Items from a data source
BEGIN
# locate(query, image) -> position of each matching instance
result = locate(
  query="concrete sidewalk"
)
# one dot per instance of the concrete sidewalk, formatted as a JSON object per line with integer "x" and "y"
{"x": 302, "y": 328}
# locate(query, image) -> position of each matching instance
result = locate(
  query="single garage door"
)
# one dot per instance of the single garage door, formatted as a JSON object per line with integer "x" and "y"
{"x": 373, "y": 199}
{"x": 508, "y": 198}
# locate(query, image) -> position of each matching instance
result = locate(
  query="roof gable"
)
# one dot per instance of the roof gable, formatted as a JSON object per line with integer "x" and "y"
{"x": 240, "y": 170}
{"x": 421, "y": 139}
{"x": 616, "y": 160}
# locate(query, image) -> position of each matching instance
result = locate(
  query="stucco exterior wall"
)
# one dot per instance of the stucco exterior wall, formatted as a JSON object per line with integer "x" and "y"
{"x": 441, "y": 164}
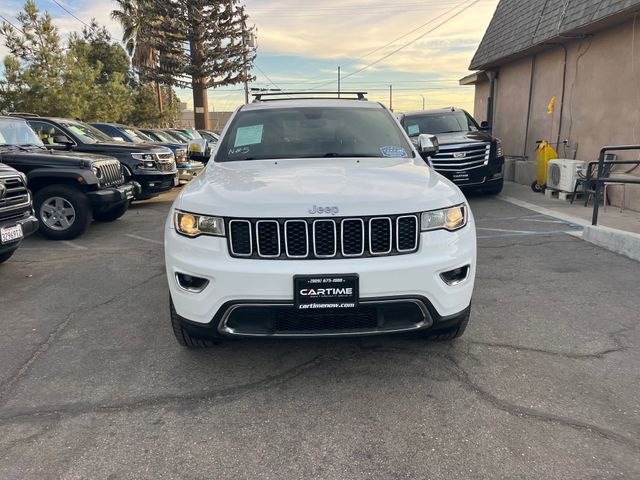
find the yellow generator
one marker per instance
(545, 152)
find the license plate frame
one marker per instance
(11, 234)
(326, 291)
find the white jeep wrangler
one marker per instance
(318, 217)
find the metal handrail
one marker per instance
(600, 180)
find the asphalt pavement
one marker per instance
(543, 385)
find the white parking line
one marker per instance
(74, 245)
(144, 239)
(505, 230)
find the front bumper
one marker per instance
(189, 171)
(29, 224)
(233, 281)
(153, 184)
(108, 198)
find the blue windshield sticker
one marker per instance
(394, 152)
(248, 135)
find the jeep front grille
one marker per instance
(110, 173)
(323, 238)
(16, 194)
(454, 158)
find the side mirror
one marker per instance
(428, 144)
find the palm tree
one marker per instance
(134, 17)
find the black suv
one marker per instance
(16, 213)
(70, 189)
(152, 166)
(469, 156)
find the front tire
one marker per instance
(64, 212)
(186, 338)
(111, 215)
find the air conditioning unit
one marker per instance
(562, 173)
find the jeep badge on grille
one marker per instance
(319, 210)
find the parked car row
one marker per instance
(58, 175)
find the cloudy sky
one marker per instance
(421, 47)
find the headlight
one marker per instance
(452, 218)
(148, 160)
(193, 225)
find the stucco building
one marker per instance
(586, 53)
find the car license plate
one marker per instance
(325, 291)
(11, 234)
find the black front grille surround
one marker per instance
(16, 194)
(110, 174)
(323, 238)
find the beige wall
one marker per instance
(601, 102)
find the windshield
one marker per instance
(160, 136)
(441, 122)
(136, 135)
(313, 132)
(86, 133)
(179, 136)
(14, 131)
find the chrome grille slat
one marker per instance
(373, 224)
(260, 238)
(323, 238)
(322, 242)
(16, 195)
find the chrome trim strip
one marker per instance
(306, 238)
(426, 322)
(342, 237)
(258, 237)
(417, 234)
(335, 239)
(390, 236)
(250, 239)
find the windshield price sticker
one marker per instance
(394, 152)
(248, 135)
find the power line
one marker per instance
(406, 44)
(265, 75)
(399, 38)
(70, 13)
(12, 24)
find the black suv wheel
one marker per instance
(64, 212)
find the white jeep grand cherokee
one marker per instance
(318, 217)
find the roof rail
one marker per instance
(21, 114)
(259, 96)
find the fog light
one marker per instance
(454, 277)
(190, 283)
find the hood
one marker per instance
(61, 158)
(463, 137)
(290, 188)
(7, 170)
(129, 147)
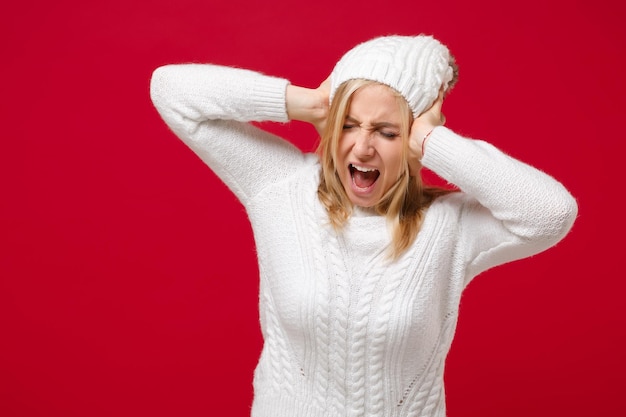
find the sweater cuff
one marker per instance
(444, 152)
(269, 99)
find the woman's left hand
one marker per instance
(420, 130)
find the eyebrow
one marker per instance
(376, 125)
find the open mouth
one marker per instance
(363, 177)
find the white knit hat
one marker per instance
(415, 66)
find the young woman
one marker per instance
(361, 265)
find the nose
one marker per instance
(363, 148)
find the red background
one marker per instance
(128, 276)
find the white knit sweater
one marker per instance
(346, 332)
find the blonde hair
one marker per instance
(403, 204)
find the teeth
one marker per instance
(363, 169)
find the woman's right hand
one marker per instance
(309, 104)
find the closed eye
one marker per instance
(388, 135)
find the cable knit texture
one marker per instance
(347, 332)
(415, 66)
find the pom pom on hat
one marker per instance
(415, 66)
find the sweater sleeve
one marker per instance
(208, 107)
(510, 209)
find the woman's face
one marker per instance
(369, 157)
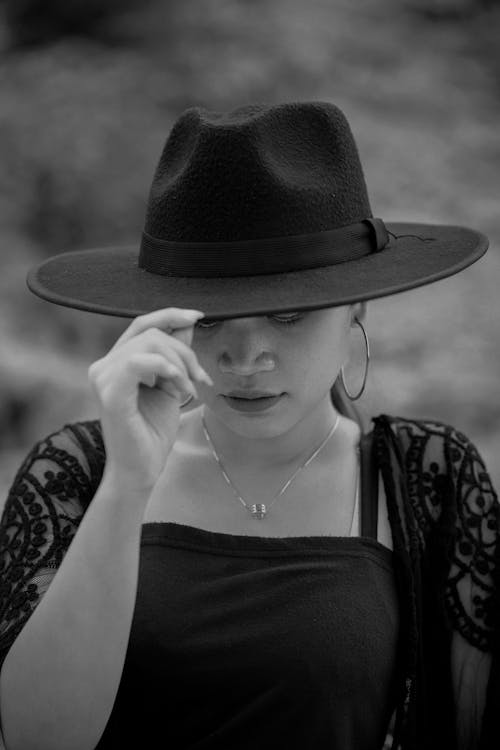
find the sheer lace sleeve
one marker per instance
(45, 504)
(457, 508)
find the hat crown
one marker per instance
(257, 172)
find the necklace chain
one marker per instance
(260, 510)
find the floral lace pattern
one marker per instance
(41, 515)
(446, 478)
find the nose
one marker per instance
(246, 350)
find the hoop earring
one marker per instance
(365, 376)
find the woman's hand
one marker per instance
(140, 385)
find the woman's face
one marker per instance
(293, 357)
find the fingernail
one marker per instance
(205, 376)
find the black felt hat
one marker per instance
(258, 210)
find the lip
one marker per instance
(252, 403)
(250, 394)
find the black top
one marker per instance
(445, 521)
(247, 642)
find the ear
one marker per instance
(358, 310)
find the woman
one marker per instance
(252, 572)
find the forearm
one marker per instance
(60, 678)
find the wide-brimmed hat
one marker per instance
(254, 211)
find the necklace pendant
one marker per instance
(258, 511)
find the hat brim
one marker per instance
(109, 281)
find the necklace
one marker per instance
(260, 510)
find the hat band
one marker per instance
(257, 257)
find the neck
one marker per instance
(275, 452)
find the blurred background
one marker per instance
(88, 92)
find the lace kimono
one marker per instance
(445, 520)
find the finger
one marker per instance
(168, 319)
(154, 371)
(157, 341)
(186, 355)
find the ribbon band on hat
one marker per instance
(256, 257)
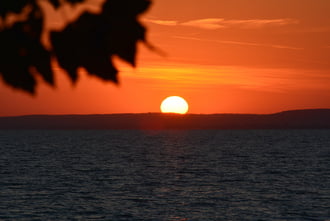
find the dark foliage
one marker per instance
(89, 42)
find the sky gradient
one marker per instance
(240, 56)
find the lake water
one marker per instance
(165, 175)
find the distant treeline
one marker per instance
(296, 119)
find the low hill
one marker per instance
(296, 119)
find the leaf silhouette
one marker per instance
(23, 56)
(92, 40)
(89, 42)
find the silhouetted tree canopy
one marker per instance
(89, 42)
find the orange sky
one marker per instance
(223, 56)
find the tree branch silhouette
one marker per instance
(89, 42)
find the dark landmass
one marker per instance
(296, 119)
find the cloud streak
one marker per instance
(221, 23)
(242, 43)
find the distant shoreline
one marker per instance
(294, 119)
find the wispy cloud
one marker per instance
(208, 23)
(220, 23)
(242, 43)
(162, 22)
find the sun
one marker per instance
(174, 104)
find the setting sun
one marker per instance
(174, 104)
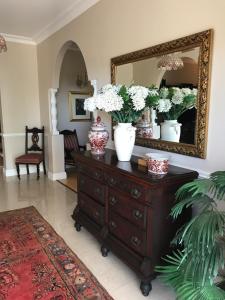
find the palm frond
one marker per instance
(204, 202)
(196, 187)
(190, 291)
(218, 188)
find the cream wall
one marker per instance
(111, 28)
(19, 98)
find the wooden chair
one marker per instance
(34, 154)
(71, 144)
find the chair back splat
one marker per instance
(71, 144)
(34, 153)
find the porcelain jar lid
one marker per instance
(143, 123)
(98, 125)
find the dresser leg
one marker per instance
(104, 251)
(77, 226)
(145, 287)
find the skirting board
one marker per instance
(23, 170)
(57, 176)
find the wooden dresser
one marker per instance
(127, 209)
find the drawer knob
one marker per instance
(135, 241)
(135, 193)
(113, 224)
(113, 200)
(137, 214)
(112, 181)
(96, 214)
(97, 174)
(82, 181)
(97, 190)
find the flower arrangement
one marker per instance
(174, 101)
(125, 104)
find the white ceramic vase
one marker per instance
(170, 131)
(124, 138)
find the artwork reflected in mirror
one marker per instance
(177, 73)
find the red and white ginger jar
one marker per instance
(98, 137)
(157, 163)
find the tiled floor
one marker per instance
(56, 203)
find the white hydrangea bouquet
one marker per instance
(125, 104)
(174, 101)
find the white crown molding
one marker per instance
(12, 134)
(64, 18)
(19, 39)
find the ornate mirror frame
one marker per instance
(204, 41)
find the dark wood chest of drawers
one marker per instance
(127, 209)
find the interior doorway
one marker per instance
(74, 87)
(1, 138)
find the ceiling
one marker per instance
(35, 20)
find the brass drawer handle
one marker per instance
(137, 214)
(135, 241)
(113, 225)
(112, 181)
(81, 202)
(82, 181)
(135, 193)
(113, 200)
(97, 190)
(96, 214)
(97, 174)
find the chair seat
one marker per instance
(30, 158)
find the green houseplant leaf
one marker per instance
(192, 271)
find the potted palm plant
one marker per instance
(193, 271)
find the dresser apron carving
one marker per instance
(127, 210)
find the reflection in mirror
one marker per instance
(181, 68)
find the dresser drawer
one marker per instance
(91, 187)
(95, 173)
(132, 189)
(129, 234)
(94, 210)
(131, 210)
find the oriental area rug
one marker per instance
(36, 263)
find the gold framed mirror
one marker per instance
(142, 68)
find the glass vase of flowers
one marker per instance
(172, 103)
(125, 105)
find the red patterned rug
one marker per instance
(36, 263)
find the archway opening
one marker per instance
(73, 88)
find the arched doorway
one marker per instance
(55, 141)
(74, 87)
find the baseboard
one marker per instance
(57, 176)
(23, 171)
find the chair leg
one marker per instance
(18, 170)
(28, 171)
(38, 171)
(44, 167)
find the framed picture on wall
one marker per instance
(76, 107)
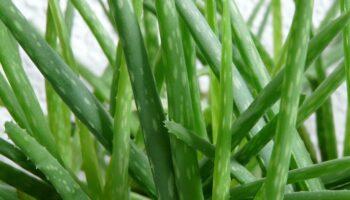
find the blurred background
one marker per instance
(89, 53)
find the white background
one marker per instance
(87, 50)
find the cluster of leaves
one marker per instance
(242, 139)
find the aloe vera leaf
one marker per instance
(221, 173)
(254, 13)
(71, 89)
(62, 33)
(23, 90)
(151, 35)
(324, 121)
(105, 41)
(54, 171)
(178, 90)
(310, 105)
(345, 7)
(147, 100)
(190, 59)
(265, 56)
(277, 27)
(211, 49)
(90, 163)
(11, 103)
(305, 137)
(159, 70)
(331, 167)
(89, 156)
(58, 112)
(198, 143)
(101, 88)
(210, 14)
(272, 91)
(117, 186)
(276, 177)
(14, 154)
(264, 20)
(247, 48)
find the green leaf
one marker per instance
(284, 137)
(179, 100)
(73, 92)
(117, 186)
(147, 100)
(221, 174)
(45, 162)
(11, 62)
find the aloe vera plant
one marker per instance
(146, 129)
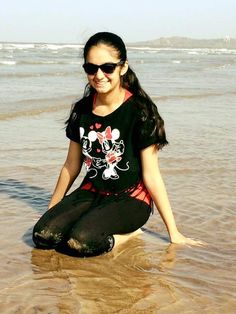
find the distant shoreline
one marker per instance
(162, 42)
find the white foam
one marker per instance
(8, 62)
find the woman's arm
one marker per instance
(154, 183)
(68, 174)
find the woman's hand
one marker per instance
(178, 238)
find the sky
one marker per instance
(73, 21)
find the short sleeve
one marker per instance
(146, 134)
(72, 128)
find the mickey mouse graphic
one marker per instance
(110, 147)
END
**Activity:** Using the records above, set down exactly the lines from the one with "find the porcelain jar lid" through the one with "find the artwork reflected in mirror", inclusive, and nothing more.

**Written response:**
find the porcelain jar lid
one marker per instance
(143, 123)
(98, 125)
find the dresser leg
one marker per instance
(104, 251)
(77, 226)
(145, 287)
find the skirting board
one marker per instance
(23, 170)
(57, 176)
find the wooden dresser
one marker per instance
(127, 209)
find the drawer knob
one marker per instance
(135, 241)
(135, 193)
(113, 224)
(113, 200)
(137, 214)
(112, 181)
(96, 214)
(97, 174)
(82, 181)
(97, 190)
find the flower arrangement
one marker per instance
(174, 101)
(125, 104)
find the white ceramic vase
one marker per instance
(170, 131)
(124, 138)
find the artwork reflected in mirror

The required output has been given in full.